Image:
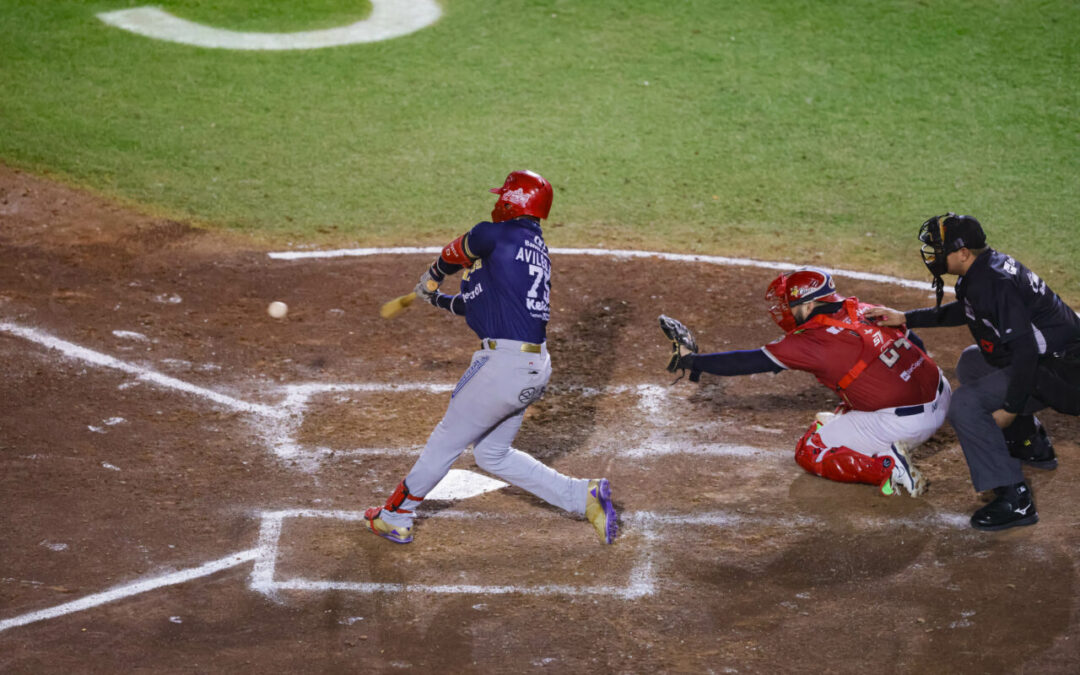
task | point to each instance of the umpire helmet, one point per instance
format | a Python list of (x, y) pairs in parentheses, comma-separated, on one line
[(798, 287), (944, 234), (524, 193)]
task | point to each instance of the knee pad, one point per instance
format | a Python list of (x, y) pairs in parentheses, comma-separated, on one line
[(840, 463), (401, 501)]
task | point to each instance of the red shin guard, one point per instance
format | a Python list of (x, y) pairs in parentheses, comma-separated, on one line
[(840, 463)]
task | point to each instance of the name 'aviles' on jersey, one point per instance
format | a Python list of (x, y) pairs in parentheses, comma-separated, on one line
[(508, 289)]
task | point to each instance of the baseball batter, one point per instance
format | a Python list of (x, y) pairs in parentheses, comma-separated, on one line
[(504, 299), (893, 395)]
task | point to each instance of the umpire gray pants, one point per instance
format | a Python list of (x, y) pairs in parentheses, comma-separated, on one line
[(982, 391)]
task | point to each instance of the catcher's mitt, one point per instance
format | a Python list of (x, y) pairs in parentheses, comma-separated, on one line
[(683, 345)]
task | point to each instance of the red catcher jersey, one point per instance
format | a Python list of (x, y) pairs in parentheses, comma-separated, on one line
[(896, 373)]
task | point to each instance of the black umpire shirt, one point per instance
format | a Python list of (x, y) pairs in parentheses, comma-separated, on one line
[(1012, 314)]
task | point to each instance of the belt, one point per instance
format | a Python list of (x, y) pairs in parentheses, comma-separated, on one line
[(525, 347), (907, 410)]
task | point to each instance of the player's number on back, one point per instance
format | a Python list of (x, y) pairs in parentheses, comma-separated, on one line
[(534, 300), (537, 272), (890, 356)]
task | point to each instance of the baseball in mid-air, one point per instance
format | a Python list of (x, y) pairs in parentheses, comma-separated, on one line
[(278, 309)]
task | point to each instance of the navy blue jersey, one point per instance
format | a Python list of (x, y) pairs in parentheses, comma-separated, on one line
[(508, 289), (1004, 301)]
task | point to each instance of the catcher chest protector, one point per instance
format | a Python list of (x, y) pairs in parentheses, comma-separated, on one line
[(524, 193)]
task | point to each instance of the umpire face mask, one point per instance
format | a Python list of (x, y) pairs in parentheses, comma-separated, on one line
[(932, 235)]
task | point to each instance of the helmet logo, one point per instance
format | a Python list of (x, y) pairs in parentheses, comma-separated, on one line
[(516, 196)]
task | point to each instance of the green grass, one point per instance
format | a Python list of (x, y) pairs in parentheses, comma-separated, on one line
[(817, 131)]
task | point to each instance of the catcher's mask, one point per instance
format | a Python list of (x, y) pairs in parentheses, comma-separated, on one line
[(524, 193), (944, 234), (798, 287)]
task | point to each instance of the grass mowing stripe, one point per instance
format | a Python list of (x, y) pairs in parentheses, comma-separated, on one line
[(826, 131)]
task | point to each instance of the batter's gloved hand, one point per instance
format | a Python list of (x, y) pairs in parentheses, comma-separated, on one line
[(683, 346), (428, 286)]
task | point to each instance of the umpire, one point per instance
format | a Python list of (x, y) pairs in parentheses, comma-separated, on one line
[(1026, 358)]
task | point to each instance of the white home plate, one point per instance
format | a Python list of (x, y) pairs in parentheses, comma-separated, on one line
[(460, 484)]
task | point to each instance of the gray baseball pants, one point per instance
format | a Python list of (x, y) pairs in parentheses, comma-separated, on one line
[(982, 391)]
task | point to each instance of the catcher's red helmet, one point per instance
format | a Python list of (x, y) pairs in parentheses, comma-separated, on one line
[(524, 193), (800, 286)]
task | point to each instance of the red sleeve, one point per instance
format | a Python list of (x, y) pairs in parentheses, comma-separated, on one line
[(798, 351)]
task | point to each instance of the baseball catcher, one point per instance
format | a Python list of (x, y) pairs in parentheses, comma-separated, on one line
[(892, 395), (504, 296)]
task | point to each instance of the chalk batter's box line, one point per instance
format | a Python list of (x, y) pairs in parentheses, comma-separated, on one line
[(280, 423), (642, 581), (638, 584)]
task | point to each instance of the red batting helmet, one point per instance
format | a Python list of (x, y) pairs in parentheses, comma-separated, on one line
[(800, 286), (524, 193)]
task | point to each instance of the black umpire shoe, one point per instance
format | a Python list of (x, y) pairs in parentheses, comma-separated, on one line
[(1012, 508), (1035, 450)]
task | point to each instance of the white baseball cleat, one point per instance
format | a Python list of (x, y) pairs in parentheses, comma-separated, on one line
[(904, 473), (824, 418)]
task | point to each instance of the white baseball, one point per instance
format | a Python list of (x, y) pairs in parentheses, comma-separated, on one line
[(278, 309)]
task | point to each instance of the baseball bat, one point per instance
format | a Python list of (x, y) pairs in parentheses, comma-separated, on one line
[(392, 308)]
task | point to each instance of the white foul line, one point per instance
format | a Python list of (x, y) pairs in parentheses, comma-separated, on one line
[(133, 589), (615, 253), (389, 18), (81, 353)]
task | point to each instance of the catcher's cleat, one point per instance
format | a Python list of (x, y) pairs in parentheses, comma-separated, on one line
[(599, 511), (380, 527), (904, 474), (824, 418)]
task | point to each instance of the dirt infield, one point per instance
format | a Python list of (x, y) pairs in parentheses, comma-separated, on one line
[(181, 477)]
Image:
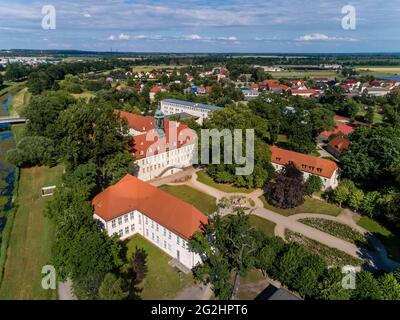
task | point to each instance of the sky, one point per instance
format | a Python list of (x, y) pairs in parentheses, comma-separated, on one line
[(235, 26)]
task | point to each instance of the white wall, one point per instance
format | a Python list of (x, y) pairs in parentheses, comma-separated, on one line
[(151, 167), (135, 222), (169, 108)]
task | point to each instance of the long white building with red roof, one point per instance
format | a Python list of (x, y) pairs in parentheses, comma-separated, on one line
[(327, 170), (132, 206), (160, 147)]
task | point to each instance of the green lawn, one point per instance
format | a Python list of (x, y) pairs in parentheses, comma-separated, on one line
[(162, 281), (203, 202), (18, 131), (388, 239), (19, 101), (333, 256), (337, 229), (310, 205), (31, 240), (262, 224), (251, 285), (203, 177)]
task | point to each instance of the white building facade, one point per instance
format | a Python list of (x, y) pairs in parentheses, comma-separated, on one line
[(198, 110)]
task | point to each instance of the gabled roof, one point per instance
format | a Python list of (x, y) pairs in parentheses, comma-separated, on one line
[(177, 135), (193, 104), (304, 162), (131, 193), (340, 128), (339, 144)]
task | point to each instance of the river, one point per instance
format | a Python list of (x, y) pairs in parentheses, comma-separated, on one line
[(7, 170)]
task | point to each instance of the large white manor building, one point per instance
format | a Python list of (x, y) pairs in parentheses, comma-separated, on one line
[(132, 206), (198, 110), (327, 170), (160, 147)]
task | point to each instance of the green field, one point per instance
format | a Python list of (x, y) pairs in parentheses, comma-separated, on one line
[(162, 281), (32, 236), (203, 177), (201, 201), (262, 224), (388, 239), (310, 205), (19, 101), (333, 256)]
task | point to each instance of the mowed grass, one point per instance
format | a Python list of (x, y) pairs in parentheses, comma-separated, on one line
[(310, 205), (19, 101), (203, 177), (203, 202), (262, 224), (32, 237), (389, 240), (162, 281), (86, 95)]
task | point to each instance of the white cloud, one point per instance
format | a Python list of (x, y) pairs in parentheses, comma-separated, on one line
[(123, 37), (323, 37)]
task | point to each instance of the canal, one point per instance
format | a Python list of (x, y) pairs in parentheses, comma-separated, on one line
[(7, 170)]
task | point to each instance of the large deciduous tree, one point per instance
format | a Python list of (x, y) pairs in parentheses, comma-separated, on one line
[(287, 190)]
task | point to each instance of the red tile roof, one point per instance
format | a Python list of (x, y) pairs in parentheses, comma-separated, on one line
[(304, 162), (339, 144), (340, 128), (130, 194), (177, 135)]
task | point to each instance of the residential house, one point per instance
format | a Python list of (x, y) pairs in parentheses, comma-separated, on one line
[(132, 206), (327, 170)]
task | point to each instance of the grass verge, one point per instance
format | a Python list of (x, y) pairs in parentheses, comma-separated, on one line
[(162, 281)]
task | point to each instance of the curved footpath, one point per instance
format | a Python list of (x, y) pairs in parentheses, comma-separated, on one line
[(377, 259)]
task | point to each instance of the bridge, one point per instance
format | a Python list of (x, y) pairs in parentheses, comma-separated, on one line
[(12, 120)]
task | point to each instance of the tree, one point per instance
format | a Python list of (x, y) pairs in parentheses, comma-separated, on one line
[(228, 247), (288, 190), (138, 264), (372, 154), (313, 184), (112, 288), (390, 288), (342, 193), (32, 151)]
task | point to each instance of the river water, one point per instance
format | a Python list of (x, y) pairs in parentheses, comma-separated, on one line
[(7, 170)]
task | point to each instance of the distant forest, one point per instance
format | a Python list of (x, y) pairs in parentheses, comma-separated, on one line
[(372, 59)]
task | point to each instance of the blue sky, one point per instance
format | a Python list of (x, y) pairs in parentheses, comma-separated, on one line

+ + +

-- REQUIRED WORK --
Can you copy the material word for word, from its first line up to and including the line with "[(798, 287), (944, 234), (524, 193)]", leaving any pictures out of your answer?

-- TASK RESPONSE --
Image:
task | point to each instance of the umpire helmet, one point per instance
format | a Python list of (x, y) pairs in parentheses, comma-separated, on one line
[(798, 287), (944, 234), (524, 193)]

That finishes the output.